**Problem statement**
Every record must be copied out exactly.

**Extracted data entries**
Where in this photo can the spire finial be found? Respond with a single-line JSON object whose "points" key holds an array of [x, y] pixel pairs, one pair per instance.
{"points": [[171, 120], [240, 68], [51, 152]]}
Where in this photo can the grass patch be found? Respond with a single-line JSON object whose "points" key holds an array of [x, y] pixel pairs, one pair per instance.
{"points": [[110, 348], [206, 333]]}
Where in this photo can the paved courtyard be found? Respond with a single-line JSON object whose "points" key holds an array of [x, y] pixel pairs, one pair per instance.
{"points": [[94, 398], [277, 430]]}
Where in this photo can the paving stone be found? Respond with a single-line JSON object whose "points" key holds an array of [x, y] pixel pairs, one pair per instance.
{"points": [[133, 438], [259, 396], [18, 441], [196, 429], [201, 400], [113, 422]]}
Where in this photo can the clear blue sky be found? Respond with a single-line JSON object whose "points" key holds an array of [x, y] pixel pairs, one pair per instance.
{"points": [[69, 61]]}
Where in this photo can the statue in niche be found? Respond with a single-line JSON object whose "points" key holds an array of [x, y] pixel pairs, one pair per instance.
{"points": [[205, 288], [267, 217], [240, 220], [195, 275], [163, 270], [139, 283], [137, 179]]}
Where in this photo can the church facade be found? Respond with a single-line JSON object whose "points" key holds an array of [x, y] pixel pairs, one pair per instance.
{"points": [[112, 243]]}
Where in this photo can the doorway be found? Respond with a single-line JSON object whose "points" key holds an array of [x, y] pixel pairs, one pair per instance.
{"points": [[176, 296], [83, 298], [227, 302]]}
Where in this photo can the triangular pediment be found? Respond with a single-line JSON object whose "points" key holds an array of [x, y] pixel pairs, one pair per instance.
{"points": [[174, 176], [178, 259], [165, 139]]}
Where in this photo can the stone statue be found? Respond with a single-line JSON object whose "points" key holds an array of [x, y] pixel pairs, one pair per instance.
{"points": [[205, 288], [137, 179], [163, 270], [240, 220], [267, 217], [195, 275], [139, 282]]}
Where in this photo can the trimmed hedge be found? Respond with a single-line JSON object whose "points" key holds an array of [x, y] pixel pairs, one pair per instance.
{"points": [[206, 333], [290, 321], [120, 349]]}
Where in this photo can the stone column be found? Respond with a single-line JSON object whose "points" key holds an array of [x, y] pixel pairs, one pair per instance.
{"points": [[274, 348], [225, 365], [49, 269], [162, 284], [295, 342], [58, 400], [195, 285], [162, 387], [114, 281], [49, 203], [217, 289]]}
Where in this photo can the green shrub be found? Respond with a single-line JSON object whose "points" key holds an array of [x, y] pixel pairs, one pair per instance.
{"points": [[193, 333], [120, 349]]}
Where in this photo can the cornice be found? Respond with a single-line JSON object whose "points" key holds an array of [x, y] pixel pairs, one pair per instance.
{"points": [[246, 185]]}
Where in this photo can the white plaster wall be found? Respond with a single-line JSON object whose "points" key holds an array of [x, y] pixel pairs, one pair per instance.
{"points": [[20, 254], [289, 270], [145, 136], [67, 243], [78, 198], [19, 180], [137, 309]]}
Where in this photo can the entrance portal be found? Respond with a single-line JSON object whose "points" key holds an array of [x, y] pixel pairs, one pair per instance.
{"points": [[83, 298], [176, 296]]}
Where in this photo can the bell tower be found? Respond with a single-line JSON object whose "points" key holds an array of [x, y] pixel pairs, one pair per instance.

**Written solution**
Where in this photo can the spire finial be found? Respond with a single-line JSON object whose "points" key holds an array of [x, y] pixel pairs, one pair per instance.
{"points": [[171, 120], [240, 68], [51, 152]]}
Where in this photo can the grass patch be found? Respond with a single-line JSON object whose "points" key holds an array of [x, y] pixel pairs, one pair per instance.
{"points": [[110, 348], [206, 333]]}
Where in this photo can the paved courtyard be found? Respond with a single-line JSON object whose "points" key holds an array of [x, y] pixel pairs, one pair per instance.
{"points": [[94, 398], [277, 430]]}
Where in this photo can the paving stone be found? Respond with a single-line JSON object whose "points" key holds an array of [x, y] pixel pairs, one pair per instance.
{"points": [[133, 438], [259, 396], [18, 441], [196, 429], [201, 400], [113, 422]]}
Where in this photo can the clear blue sky be found? Respond with a single-line JSON object whose "points" key holds an array of [x, y] pixel pairs, one pair per instance.
{"points": [[69, 61]]}
Where in this photo can the statue in niche be found? Respond with a single-line JSON object whose "points" key holds an array of [x, y] pixel pairs, one pair per instance.
{"points": [[205, 288], [267, 217], [240, 220], [195, 275], [163, 270], [139, 283], [137, 179]]}
Where in this photo can the church facade be found? Respond with a single-line JSON object whose "points" key holds an array of [x, y] pixel pairs, one pair per instance.
{"points": [[112, 243]]}
Where in this photo can the doorway be found? Respond with a single-line JSON object whose "points" key holds an array of [x, y] pixel pairs, one pair per instance.
{"points": [[176, 296], [83, 298], [227, 302]]}
Where in this photo can the triangular pediment be found? Respond with a single-line JSON object whose "points" key holds an array of [x, y] pixel pairs, one pair per instance.
{"points": [[174, 176], [178, 259], [165, 139]]}
Where in this photo can the stone statue be found? Respond with a single-line JSON object whose "points" key holds an array of [x, y] pixel pairs, one pair per instance.
{"points": [[205, 288], [137, 179], [163, 270], [240, 220], [267, 217], [195, 275], [139, 282]]}
Where in this photo can the trimmed hedge be found? Respond with a single-line JSON object whose "points" key holds an array of [x, y] pixel pairs, one pair per instance.
{"points": [[206, 333], [290, 321], [120, 349]]}
Where in this photo can the stone column be found? Respond with a single-line JSON object whose "points" key holds an array of [x, y] pixel pairs, one pair per instance.
{"points": [[274, 348], [225, 365], [49, 269], [162, 284], [295, 342], [58, 400], [195, 285], [162, 387], [114, 281], [49, 203], [217, 289]]}
Where in this photo can the green shrub be found? Respond with a single-line JSON object whose "points" key holds an array of [x, y] pixel pairs, one pair per instance.
{"points": [[193, 333], [120, 349]]}
Where in this photo can the cornice be found? Respond with a single-line JSON object whose "points" key holds an array of [x, y] pixel pairs, one pair per instance.
{"points": [[246, 185]]}
Where in this photo can the white plaster wall be found? Respond with a single-line JSON object whose "points" key holds an array of [x, y] pixel pairs, one pair per instance.
{"points": [[20, 254], [289, 270], [145, 136], [67, 243], [78, 198], [19, 180], [137, 309]]}
Where in this photo can the entrance portal be found? Respond with a single-line JSON object whose "points" key holds an array of [x, y] pixel pairs, one pair per instance.
{"points": [[83, 298], [176, 296]]}
Where in this photo can the bell tower be found? Respond with a single-line JSON object whose "points" key holds an array of [x, y] pixel pairs, one pair per instance.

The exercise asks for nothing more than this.